It is wonderfully inventive and while Ackroyd delights in playing with real lives, he stays deeply faithful to creating accurate versions of real locations, especially London, whose streets and scents and heaving vigour have been finely chronicled in his non-fiction works. In bringing Mary Shelley's creation home, he supplies here his own vibrant backdrop of London morgues and dissecting rooms and resurrection men plying their trade along the Thames.
This deliberate playfulness - and, with it, serious questions about authorship, authenticity, and how writers not only borrow from their own experience but from a reservoir of other lives, real and fictitious, that are given equal validity within literature - is apparent throughout Ackroyd's fiction. It is there in his transportation of Milton to Massachusetts in Milton in Americaor his granting an extended life to Thomas Chatterton, the 18th-century teenage poet famous for his forgeries and his suicide, which becomes another forgery in Ackroyd's hands.

## Job 1
In the passage on Peter Ackroyd's fiction, which 18th-century teenage poet is given an extended life?
The text and the records come from separate, unrelated sources.

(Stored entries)
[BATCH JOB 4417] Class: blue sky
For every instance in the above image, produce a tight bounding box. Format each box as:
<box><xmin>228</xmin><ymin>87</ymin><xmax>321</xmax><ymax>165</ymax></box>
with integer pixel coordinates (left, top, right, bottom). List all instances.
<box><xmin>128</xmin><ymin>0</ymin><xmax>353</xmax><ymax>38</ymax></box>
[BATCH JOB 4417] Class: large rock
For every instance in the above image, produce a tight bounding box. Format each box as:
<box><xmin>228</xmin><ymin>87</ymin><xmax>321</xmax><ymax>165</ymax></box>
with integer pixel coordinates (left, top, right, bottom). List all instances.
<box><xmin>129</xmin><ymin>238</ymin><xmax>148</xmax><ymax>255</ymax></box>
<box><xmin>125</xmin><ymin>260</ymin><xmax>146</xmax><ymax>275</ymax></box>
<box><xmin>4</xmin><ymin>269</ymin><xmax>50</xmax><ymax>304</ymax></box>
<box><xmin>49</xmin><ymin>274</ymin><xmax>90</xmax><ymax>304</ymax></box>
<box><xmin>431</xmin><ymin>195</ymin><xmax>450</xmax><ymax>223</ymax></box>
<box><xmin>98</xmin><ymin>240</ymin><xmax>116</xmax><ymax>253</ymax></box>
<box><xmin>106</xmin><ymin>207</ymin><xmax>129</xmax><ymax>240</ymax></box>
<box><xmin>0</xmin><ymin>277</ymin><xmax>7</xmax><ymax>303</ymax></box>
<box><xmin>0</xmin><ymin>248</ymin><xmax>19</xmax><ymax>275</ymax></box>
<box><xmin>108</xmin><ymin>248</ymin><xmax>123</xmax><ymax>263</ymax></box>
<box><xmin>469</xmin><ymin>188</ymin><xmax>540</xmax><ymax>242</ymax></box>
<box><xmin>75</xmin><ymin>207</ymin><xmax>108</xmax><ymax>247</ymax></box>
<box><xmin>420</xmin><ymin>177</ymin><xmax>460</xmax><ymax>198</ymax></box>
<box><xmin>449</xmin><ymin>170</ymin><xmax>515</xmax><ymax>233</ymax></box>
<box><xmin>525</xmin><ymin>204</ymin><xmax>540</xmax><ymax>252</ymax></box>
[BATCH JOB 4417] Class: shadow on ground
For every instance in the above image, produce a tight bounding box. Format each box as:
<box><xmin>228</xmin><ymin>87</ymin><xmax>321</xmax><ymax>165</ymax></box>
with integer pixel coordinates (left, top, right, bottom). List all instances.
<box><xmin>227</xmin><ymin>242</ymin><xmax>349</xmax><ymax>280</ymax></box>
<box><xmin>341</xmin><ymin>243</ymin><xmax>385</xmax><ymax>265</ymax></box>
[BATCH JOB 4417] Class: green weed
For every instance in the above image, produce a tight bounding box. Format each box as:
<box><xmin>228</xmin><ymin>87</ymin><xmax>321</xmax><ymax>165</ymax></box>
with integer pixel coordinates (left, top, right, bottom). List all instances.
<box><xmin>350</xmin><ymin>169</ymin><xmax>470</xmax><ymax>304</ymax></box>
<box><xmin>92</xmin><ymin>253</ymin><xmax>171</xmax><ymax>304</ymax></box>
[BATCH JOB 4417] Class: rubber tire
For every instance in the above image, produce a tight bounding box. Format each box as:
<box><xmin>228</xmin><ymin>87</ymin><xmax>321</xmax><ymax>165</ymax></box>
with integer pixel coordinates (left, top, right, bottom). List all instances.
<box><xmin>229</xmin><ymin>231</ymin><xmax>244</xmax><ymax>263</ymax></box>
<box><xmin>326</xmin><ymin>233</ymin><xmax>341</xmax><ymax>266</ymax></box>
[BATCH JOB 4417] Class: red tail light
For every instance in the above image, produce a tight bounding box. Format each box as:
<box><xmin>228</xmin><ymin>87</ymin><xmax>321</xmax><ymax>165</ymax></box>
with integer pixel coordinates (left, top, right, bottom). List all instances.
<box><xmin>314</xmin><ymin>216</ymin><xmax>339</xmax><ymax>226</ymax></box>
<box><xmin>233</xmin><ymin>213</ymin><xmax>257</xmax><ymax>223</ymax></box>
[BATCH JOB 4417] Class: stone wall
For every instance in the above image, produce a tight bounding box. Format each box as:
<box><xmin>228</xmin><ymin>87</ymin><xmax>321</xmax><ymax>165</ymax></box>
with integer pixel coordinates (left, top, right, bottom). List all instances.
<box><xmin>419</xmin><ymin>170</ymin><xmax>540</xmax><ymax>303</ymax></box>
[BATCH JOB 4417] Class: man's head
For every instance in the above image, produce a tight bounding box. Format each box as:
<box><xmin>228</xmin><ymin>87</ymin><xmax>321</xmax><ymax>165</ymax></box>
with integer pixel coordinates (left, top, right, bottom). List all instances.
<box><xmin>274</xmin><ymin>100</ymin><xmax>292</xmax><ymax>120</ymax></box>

## Job 2
Copy the records word for word, from the line that contains "[BATCH JOB 4417] Class: man's head" through the end of the records.

## Complete response 1
Thomas Chatterton

## Complete response 2
[BATCH JOB 4417] Class: man's head
For every instance in the above image, produce a tight bounding box. Format each box as:
<box><xmin>228</xmin><ymin>87</ymin><xmax>321</xmax><ymax>165</ymax></box>
with integer pixel coordinates (left, top, right, bottom). List all instances.
<box><xmin>274</xmin><ymin>100</ymin><xmax>292</xmax><ymax>120</ymax></box>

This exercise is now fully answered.